** Opening SOURCE MATERIAL block **
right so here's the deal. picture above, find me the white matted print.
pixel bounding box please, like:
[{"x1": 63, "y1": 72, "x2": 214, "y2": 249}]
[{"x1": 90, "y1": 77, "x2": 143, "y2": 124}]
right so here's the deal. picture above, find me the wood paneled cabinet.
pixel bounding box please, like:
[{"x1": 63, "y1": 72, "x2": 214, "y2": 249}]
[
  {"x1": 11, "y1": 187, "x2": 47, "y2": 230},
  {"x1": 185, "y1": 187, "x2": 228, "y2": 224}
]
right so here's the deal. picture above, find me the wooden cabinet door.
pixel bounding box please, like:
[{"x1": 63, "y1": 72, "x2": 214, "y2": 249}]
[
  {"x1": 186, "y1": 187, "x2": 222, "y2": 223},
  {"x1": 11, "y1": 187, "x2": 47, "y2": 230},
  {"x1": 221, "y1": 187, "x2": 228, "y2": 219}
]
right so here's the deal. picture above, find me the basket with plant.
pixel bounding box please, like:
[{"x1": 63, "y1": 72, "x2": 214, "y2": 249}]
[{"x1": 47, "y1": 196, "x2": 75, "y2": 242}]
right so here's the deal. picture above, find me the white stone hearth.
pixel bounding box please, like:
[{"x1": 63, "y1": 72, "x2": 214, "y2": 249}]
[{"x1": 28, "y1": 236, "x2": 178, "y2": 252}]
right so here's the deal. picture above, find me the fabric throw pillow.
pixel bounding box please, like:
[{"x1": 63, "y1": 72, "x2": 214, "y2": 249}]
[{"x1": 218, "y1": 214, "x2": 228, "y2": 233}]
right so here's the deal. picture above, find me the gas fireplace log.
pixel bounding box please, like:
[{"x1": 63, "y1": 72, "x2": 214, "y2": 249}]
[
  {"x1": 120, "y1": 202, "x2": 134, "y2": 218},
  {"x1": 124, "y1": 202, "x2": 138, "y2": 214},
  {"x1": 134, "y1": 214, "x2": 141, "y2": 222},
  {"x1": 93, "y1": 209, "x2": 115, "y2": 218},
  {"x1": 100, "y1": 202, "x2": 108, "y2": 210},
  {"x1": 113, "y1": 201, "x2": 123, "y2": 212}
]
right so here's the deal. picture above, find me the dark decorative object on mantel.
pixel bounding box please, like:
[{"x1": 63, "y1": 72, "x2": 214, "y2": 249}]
** Closing SOURCE MATERIAL block **
● PROBLEM DESCRIPTION
After reading each line of the data, give only the number of lines that include the word "white".

● TASK SOLUTION
2